◆ **WORK INSTRUCTIONS**
Gather each line containing the string "wispy" from these entries.

◆ **PROVIDED INFORMATION**
_____

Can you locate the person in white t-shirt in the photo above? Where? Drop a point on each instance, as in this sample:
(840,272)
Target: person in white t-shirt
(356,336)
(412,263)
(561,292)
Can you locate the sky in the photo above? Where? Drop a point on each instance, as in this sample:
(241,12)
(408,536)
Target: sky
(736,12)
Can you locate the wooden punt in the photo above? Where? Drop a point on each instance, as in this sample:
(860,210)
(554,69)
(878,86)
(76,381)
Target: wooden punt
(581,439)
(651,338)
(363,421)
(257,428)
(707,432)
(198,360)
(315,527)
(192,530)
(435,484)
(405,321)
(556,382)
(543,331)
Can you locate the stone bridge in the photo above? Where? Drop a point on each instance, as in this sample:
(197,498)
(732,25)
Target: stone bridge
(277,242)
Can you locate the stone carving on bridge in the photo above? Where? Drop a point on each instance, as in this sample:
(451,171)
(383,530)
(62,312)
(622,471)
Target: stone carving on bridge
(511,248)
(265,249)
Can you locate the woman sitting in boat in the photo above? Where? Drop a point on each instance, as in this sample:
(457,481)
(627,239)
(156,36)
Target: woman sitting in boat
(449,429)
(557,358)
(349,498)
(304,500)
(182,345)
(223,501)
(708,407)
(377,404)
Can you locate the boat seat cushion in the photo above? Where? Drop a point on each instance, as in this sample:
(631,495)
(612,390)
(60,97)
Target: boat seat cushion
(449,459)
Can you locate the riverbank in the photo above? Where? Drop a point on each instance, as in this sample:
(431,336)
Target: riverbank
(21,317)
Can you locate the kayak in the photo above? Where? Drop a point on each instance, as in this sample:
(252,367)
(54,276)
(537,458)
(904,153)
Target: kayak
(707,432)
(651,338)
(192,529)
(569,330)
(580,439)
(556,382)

_____

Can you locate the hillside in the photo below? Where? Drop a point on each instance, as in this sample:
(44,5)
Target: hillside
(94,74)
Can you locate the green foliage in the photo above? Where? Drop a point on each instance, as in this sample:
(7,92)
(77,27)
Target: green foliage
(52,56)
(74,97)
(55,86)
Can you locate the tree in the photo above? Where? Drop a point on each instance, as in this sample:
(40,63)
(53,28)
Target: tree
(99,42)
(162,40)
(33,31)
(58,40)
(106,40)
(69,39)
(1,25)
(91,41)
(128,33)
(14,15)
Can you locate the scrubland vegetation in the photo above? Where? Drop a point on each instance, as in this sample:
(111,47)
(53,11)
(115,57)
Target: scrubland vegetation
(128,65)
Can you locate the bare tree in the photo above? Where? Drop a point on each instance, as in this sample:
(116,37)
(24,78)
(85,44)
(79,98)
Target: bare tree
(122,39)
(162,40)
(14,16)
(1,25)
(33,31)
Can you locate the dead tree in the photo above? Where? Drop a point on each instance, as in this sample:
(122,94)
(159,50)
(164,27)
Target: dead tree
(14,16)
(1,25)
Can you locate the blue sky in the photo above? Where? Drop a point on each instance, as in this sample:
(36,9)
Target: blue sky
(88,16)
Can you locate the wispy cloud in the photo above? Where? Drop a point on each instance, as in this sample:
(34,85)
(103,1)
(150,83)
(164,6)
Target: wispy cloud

_____

◆ **THE COMPLETED TASK**
Can you locate the wispy cloud in the photo above? Where? Drop a point on each instance, as in this sample:
Target: wispy cloud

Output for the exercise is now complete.